Peabody’s interest-earning cash and restricted cash balances are primarily held in deposit accounts and investments with maturities of three months or less. Therefore, these balances are subject to interest rate fluctuations and could produce less income if interest rates fall. Based upon its interest-earning cash and restricted cash balances at September 30, 2024, a one percentage point decrease in interest rates would result in a decrease of approximately $15 million to interest income for the next twelve months.
Item 4. Controls and Procedures.
The Company’s disclosure controls and procedures are designed to, among other things, provide reasonable assurance that material information, both financial and non-financial, and other information required under the securities laws to be disclosed is accumulated and communicated to senior management, including its principal executive and financial officers, on a timely basis. The Company’s Chief Executive Officer and Chief Financial Officer have evaluated its disclosure controls and procedures (as defined in Rules 13a-15(e) and 15d-15(e) under the Securities Exchange Act of 1934) as of September 30, 2024, and concluded that such controls and procedures were effective to provide reasonable assurance that the desired control objectives were achieved. Additionally, there have been no changes to the Company’s internal control over financial reporting during the most recent fiscal quarter that materially affected, or are reasonably likely to materially affect, its internal control over financial reporting.

[Recorded information]:
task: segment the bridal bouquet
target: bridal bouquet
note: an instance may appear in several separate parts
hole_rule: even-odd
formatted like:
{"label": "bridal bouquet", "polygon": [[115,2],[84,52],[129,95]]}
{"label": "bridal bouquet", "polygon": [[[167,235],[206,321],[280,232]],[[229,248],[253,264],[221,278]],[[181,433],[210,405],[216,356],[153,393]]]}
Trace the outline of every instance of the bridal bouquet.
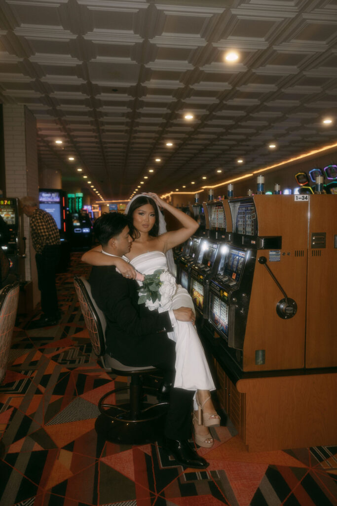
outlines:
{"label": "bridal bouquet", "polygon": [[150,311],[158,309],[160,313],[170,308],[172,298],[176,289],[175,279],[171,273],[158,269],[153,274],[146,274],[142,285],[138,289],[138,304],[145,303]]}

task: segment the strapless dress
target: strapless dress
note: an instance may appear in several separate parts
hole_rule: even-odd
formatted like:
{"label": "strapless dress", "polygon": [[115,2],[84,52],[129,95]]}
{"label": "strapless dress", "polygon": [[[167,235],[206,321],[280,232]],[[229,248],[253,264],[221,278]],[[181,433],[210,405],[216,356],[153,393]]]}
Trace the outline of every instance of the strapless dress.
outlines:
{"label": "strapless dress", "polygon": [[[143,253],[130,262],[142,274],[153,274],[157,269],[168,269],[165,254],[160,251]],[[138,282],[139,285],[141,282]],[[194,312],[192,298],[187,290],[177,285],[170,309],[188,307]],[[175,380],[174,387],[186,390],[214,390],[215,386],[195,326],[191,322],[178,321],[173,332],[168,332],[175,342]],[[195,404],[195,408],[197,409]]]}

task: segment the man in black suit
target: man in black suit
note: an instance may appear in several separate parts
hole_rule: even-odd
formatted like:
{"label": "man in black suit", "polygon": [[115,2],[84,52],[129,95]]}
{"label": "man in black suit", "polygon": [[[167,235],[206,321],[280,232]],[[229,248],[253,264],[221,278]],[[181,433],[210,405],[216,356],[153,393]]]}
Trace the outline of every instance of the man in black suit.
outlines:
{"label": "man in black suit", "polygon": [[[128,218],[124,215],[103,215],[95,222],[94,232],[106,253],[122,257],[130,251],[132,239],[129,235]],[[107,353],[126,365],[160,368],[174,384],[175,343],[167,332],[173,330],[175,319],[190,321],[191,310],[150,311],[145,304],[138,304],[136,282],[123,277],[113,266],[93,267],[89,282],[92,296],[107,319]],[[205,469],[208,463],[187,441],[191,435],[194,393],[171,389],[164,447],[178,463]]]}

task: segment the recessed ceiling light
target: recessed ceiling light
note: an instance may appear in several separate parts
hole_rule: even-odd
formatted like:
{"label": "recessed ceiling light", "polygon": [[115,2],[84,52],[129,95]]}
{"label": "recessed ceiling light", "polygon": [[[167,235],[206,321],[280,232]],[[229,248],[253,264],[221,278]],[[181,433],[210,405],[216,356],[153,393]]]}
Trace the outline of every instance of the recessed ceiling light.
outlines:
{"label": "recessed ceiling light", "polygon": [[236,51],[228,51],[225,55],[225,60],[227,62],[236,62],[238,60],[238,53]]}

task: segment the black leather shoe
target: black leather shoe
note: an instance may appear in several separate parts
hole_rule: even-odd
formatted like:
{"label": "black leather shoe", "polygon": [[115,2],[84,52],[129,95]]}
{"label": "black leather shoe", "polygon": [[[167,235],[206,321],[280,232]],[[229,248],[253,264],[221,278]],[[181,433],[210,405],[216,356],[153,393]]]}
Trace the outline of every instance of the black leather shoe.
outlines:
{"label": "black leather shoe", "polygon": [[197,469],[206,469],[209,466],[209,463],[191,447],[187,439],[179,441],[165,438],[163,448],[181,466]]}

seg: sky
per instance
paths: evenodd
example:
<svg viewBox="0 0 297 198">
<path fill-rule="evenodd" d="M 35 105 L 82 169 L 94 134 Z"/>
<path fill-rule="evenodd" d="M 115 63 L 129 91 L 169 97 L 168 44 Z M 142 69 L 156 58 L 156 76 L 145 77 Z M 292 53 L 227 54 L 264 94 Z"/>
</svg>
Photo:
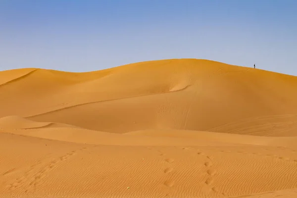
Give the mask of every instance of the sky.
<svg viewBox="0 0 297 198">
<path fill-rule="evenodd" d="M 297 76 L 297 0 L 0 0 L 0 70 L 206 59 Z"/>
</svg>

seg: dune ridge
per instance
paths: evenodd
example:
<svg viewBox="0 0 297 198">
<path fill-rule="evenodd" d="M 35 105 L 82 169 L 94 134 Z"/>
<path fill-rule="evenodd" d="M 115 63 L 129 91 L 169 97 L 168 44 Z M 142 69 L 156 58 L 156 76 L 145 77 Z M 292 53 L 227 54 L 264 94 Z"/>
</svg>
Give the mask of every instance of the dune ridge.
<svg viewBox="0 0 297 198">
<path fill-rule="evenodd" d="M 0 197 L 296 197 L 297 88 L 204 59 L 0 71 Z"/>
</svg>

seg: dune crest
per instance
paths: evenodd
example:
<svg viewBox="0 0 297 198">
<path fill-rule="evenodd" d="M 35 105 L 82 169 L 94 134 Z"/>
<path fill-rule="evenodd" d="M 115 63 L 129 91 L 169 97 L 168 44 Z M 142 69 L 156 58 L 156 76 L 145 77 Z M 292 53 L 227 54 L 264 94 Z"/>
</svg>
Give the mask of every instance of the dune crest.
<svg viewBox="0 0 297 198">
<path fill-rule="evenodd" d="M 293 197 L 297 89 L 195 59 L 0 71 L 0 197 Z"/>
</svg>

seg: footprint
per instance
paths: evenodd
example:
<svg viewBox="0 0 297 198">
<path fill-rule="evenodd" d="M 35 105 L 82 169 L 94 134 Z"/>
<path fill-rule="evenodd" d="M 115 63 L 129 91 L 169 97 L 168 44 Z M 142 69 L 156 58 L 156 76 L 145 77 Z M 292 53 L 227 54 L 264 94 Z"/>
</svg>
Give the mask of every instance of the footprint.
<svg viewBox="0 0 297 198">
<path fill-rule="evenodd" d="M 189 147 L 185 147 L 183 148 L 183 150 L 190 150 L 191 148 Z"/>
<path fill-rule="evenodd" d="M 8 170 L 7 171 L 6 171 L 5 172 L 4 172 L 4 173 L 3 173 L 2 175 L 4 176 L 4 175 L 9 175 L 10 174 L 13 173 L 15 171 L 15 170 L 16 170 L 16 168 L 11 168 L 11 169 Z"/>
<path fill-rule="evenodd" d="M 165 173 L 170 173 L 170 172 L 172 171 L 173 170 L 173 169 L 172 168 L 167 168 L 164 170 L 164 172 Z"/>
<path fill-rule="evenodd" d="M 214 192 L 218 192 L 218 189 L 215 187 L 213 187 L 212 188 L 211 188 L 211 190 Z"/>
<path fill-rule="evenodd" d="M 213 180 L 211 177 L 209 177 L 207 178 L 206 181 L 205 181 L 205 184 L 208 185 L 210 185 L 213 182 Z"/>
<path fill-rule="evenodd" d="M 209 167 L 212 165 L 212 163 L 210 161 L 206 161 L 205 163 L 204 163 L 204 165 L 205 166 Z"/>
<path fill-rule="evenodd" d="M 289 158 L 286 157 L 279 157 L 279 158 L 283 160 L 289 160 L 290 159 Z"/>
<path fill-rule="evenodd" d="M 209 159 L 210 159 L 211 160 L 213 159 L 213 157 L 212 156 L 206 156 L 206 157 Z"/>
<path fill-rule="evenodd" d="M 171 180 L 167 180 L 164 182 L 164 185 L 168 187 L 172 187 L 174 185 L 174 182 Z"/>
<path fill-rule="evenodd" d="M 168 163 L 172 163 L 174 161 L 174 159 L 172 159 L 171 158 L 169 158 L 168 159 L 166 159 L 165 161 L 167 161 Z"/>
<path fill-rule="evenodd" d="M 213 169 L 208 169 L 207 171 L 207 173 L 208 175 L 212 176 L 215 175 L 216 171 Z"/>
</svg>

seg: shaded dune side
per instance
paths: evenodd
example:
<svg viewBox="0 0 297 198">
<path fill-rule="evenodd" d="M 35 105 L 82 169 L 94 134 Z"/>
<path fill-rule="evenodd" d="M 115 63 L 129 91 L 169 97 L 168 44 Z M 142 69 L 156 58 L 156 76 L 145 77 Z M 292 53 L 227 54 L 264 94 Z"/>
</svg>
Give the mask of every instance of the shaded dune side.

==

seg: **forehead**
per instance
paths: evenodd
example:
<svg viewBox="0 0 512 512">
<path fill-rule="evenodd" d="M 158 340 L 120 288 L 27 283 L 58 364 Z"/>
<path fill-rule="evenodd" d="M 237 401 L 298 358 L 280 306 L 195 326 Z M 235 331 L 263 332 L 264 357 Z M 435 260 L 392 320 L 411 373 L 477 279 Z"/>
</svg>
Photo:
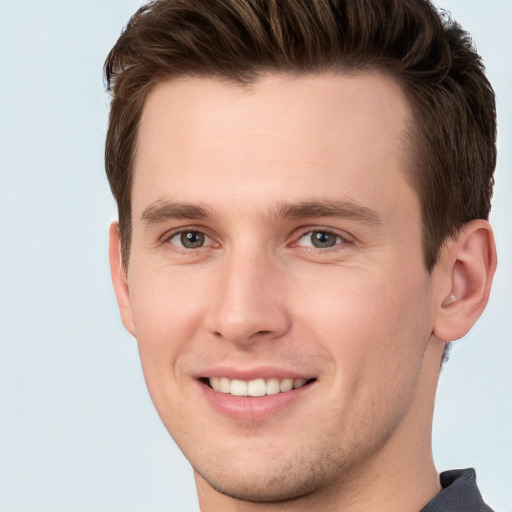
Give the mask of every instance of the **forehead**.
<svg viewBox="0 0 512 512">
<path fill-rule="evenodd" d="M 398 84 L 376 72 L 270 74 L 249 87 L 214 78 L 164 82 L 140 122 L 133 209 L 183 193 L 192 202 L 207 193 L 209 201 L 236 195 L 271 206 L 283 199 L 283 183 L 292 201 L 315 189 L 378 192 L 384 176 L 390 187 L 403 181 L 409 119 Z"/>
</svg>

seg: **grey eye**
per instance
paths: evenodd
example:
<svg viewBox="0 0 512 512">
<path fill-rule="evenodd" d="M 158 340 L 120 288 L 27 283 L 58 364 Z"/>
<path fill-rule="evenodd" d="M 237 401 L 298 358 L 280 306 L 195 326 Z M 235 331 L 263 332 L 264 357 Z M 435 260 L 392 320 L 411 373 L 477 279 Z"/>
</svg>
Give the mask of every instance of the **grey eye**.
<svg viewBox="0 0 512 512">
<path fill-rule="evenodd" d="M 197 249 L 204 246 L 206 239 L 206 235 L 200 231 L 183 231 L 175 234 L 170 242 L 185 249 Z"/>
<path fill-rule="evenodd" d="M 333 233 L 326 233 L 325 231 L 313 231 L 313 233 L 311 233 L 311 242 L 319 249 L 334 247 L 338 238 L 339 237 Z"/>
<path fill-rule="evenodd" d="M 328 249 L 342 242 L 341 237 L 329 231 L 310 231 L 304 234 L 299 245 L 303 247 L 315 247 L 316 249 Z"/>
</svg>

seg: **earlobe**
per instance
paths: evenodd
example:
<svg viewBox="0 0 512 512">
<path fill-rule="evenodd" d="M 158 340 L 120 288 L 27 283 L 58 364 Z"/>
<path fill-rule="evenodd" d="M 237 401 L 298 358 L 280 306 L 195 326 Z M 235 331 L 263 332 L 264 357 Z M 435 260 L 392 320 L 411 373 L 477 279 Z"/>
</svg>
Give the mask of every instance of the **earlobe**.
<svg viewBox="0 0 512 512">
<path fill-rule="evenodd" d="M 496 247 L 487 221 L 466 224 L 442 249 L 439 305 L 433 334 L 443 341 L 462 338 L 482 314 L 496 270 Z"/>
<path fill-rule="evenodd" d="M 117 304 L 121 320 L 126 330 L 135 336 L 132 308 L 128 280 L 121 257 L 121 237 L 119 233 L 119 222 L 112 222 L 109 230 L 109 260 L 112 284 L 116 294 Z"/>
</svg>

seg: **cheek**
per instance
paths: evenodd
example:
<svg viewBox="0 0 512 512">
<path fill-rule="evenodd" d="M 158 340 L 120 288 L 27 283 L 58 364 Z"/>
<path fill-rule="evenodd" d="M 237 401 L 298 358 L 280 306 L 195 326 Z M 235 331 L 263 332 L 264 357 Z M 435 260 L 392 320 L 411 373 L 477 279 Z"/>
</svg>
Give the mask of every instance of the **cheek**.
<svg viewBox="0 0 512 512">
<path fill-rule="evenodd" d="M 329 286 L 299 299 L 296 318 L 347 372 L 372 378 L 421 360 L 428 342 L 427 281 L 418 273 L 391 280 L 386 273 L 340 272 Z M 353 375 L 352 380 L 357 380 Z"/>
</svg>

[Goal 1]: Reproduce the Peabody filing excerpt from "Peabody’s interest-earning cash" to "Controls and Procedures.", switching "interest-earning" to "interest-bearing".
[Goal 2]: Apart from calendar dates, list every period of time that the Peabody filing excerpt names.

[Full response 1]:
Peabody’s interest-bearing cash and restricted cash balances are primarily held in deposit accounts and investments with maturities of three months or less. Therefore, these balances are subject to interest rate fluctuations and could produce less income if interest rates fall. Based upon its interest-bearing cash and restricted cash balances at September 30, 2024, a one percentage point decrease in interest rates would result in a decrease of approximately $15 million to interest income for the next twelve months.
Item 4. Controls and Procedures.

[Full response 2]:
- three months
- the next twelve months
- the most recent fiscal quarter